Please filter the entries and return only the lines that include "glossy".
(Beginning of Records supplied)
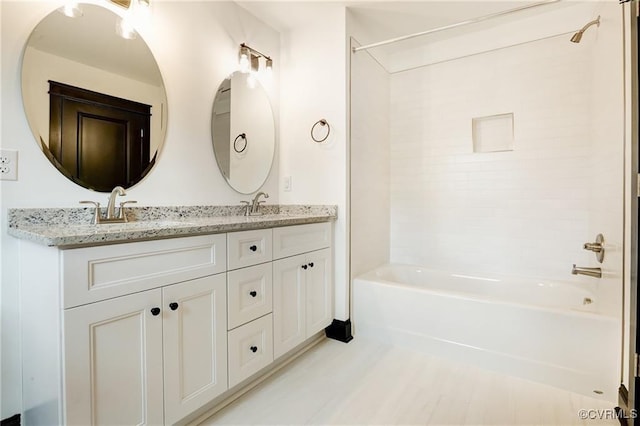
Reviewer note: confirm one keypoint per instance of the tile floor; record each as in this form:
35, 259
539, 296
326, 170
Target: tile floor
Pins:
366, 382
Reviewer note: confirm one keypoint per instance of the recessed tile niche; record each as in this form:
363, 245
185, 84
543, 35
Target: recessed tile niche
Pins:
493, 133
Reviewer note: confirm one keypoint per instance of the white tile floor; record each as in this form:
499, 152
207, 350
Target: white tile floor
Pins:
366, 382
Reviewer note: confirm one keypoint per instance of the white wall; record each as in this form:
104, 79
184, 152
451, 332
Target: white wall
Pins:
314, 69
526, 211
196, 46
369, 159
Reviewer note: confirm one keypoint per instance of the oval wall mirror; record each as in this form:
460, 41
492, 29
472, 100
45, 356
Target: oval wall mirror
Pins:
243, 133
95, 102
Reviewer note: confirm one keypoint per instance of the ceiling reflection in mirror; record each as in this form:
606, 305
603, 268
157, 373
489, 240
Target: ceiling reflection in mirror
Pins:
243, 133
95, 102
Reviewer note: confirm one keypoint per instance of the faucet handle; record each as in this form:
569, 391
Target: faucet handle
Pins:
121, 214
247, 207
96, 212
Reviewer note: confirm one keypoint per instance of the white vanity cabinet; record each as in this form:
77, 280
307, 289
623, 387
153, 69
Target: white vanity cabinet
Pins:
148, 357
250, 296
122, 353
113, 362
302, 284
156, 332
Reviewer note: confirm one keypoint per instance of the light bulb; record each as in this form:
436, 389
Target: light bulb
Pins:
268, 70
252, 81
71, 9
125, 28
244, 60
244, 64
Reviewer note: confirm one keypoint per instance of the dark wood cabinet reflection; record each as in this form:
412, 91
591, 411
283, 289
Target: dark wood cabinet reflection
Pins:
98, 140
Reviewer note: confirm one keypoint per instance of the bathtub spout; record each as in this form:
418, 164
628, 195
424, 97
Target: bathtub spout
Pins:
591, 272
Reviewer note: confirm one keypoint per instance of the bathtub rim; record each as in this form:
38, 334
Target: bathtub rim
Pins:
370, 277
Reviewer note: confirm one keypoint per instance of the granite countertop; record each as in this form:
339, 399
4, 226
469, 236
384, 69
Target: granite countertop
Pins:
71, 227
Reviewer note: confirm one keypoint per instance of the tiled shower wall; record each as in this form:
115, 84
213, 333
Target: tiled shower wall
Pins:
522, 212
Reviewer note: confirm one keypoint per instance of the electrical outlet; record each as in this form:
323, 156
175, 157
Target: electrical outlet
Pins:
8, 164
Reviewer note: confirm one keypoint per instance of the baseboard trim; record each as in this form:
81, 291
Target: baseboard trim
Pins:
244, 387
340, 330
11, 421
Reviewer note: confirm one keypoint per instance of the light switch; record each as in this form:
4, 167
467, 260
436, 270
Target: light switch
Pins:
8, 164
286, 183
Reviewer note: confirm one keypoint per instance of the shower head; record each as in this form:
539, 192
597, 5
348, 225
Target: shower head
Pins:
578, 36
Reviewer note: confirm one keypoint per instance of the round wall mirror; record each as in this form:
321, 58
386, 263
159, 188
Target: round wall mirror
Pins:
243, 133
95, 102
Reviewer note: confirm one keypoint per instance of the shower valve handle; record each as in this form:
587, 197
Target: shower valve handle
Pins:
597, 247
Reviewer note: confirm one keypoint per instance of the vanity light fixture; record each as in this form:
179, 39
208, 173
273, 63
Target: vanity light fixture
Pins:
250, 61
244, 59
136, 16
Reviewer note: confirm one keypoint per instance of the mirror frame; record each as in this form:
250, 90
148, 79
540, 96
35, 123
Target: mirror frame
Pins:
242, 119
39, 66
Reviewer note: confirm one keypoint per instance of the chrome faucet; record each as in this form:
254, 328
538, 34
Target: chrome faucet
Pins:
111, 208
255, 204
591, 272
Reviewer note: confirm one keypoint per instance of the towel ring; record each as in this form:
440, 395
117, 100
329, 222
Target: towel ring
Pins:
242, 136
323, 123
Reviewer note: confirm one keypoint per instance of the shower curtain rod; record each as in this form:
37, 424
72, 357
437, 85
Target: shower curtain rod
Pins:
457, 24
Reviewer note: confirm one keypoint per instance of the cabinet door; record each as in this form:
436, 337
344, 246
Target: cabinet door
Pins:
113, 361
195, 344
319, 288
288, 304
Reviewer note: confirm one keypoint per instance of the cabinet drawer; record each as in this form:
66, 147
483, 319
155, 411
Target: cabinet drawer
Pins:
248, 248
292, 240
249, 294
250, 349
98, 273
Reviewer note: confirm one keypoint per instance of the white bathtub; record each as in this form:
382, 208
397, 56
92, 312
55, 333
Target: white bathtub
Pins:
549, 332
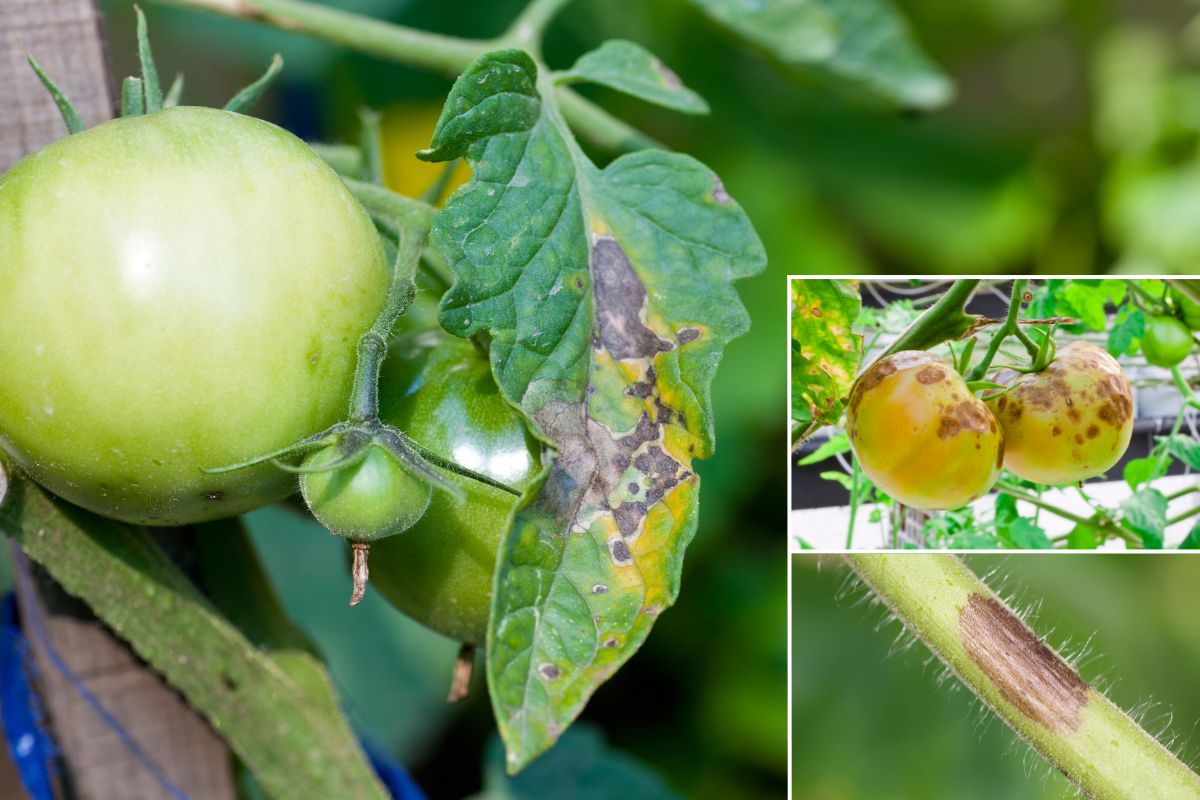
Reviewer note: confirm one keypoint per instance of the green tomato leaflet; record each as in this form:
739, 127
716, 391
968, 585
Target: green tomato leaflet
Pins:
178, 292
439, 390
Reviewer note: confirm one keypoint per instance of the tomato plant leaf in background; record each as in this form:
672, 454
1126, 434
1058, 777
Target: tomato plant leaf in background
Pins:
1186, 449
1143, 470
1128, 328
863, 42
1146, 513
826, 352
631, 68
609, 298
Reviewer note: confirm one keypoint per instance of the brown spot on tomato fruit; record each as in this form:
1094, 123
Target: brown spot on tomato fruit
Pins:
931, 374
1029, 674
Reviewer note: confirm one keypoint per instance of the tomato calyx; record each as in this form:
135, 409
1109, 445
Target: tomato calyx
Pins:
143, 95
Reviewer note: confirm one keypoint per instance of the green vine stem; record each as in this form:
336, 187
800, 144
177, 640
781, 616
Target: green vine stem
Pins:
1104, 524
445, 54
1030, 686
277, 711
943, 322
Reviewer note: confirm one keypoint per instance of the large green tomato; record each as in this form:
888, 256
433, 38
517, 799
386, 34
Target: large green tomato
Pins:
1167, 342
178, 290
921, 434
439, 390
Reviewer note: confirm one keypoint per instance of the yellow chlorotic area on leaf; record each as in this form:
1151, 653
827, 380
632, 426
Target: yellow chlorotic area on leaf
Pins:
921, 434
1068, 422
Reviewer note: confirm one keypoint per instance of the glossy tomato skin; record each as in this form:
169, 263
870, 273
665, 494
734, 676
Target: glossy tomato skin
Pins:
1068, 422
439, 390
921, 435
1167, 342
366, 501
178, 290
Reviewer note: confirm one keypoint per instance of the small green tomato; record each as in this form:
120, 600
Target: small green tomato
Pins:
364, 501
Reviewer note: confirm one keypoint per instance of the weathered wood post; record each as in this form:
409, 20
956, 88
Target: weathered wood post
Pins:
153, 740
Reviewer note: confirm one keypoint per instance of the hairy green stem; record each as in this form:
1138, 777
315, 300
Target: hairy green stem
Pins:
942, 322
373, 344
1030, 686
445, 54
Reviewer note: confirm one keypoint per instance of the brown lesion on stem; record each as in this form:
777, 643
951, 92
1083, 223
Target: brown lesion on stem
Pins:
359, 571
463, 668
1030, 675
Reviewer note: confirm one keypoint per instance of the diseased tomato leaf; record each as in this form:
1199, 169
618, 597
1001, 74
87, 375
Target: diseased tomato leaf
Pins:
862, 42
826, 352
609, 299
635, 71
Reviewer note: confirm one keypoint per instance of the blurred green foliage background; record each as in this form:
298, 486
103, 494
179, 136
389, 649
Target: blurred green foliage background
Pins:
871, 723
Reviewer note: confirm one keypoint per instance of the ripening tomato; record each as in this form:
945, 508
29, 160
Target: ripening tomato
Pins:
1167, 342
178, 290
921, 434
366, 500
1068, 422
439, 390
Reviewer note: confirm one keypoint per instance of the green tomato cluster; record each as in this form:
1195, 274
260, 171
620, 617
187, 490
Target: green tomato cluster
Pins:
179, 290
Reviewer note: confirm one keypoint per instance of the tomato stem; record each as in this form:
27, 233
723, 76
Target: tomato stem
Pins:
942, 322
1105, 523
445, 54
1033, 690
360, 571
1006, 330
463, 669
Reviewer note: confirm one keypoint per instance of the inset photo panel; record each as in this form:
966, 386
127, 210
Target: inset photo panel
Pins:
931, 675
1002, 413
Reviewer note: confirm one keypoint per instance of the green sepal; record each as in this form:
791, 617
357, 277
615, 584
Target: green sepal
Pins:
66, 108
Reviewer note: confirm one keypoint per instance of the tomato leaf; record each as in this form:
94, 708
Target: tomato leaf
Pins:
865, 43
582, 759
609, 298
1083, 537
826, 352
631, 68
1127, 329
833, 446
1026, 535
275, 707
1146, 513
1143, 470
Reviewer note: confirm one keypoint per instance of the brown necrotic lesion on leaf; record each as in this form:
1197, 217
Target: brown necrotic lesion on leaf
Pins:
1030, 675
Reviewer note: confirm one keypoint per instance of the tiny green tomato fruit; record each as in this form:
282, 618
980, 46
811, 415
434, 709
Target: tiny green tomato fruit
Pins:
439, 390
366, 500
921, 434
1068, 422
1167, 342
178, 292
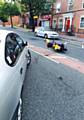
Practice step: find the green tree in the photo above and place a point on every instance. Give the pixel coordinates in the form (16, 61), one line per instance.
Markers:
(34, 7)
(9, 10)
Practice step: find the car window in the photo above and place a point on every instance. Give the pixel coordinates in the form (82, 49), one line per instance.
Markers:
(13, 48)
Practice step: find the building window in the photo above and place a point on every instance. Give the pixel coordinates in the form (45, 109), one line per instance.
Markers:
(70, 5)
(60, 24)
(82, 22)
(58, 7)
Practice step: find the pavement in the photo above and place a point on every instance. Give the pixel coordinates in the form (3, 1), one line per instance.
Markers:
(73, 38)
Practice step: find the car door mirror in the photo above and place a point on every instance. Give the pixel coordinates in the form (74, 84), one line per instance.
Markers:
(25, 43)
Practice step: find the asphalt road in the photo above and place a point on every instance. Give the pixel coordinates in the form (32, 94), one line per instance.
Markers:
(74, 48)
(52, 91)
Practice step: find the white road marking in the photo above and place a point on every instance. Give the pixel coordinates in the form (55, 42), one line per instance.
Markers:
(49, 58)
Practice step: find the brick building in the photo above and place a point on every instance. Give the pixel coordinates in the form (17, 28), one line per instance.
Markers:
(68, 15)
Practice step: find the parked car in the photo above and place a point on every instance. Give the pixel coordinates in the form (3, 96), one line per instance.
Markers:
(45, 32)
(14, 59)
(57, 45)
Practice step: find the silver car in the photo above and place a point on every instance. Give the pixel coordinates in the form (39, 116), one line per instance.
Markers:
(46, 32)
(14, 59)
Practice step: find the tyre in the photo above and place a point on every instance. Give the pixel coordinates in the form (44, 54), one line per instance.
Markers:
(29, 58)
(45, 36)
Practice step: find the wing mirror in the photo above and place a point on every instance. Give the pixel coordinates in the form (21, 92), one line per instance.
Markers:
(25, 43)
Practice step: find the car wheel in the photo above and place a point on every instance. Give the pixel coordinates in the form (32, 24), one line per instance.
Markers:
(45, 36)
(18, 113)
(29, 58)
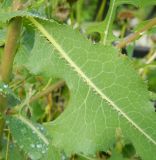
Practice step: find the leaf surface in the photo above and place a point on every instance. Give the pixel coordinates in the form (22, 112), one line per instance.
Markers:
(106, 93)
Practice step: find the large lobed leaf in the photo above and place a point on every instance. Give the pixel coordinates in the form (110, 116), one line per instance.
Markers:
(106, 93)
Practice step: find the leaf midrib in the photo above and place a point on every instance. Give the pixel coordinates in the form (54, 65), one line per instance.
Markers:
(86, 79)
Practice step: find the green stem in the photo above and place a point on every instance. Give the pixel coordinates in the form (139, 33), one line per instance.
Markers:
(11, 44)
(14, 29)
(101, 10)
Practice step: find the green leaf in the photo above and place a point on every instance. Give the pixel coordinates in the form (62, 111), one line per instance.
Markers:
(29, 137)
(106, 93)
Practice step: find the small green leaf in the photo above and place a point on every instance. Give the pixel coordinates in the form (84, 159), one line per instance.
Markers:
(29, 137)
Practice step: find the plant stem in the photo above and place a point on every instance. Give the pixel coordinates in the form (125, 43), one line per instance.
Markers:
(14, 29)
(11, 44)
(137, 34)
(101, 11)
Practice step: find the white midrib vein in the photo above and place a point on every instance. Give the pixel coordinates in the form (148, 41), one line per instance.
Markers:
(34, 129)
(86, 79)
(109, 22)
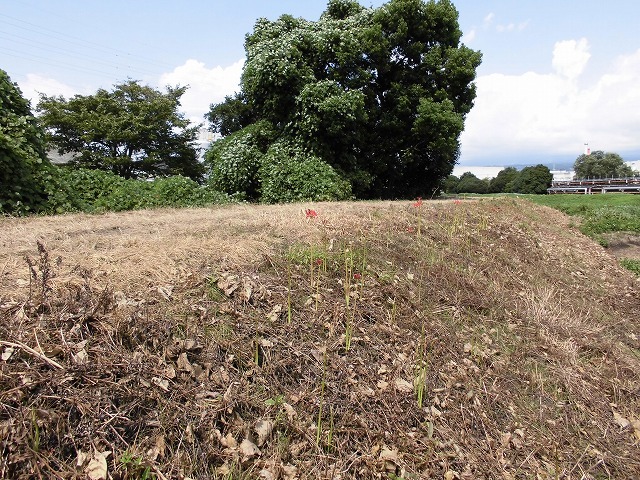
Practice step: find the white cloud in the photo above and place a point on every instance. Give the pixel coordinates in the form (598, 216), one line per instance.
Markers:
(206, 85)
(512, 27)
(469, 37)
(570, 57)
(550, 114)
(488, 19)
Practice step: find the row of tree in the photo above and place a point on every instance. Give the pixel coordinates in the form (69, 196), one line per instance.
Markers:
(529, 180)
(364, 102)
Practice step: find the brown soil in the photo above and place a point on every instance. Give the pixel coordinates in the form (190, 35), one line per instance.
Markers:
(473, 340)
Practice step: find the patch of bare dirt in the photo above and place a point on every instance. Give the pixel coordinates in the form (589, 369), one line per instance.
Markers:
(473, 340)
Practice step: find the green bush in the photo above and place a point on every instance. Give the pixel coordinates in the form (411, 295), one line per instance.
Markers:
(78, 189)
(131, 195)
(234, 161)
(608, 219)
(23, 163)
(287, 174)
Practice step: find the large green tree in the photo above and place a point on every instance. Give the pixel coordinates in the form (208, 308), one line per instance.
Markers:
(133, 130)
(503, 182)
(23, 163)
(601, 165)
(379, 95)
(532, 180)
(End of Records supplied)
- Solution for this problem:
Reviewer note: confirm one keypoint per instance of the glossy tomato skin; record each as in this form:
Target: glossy tomato skin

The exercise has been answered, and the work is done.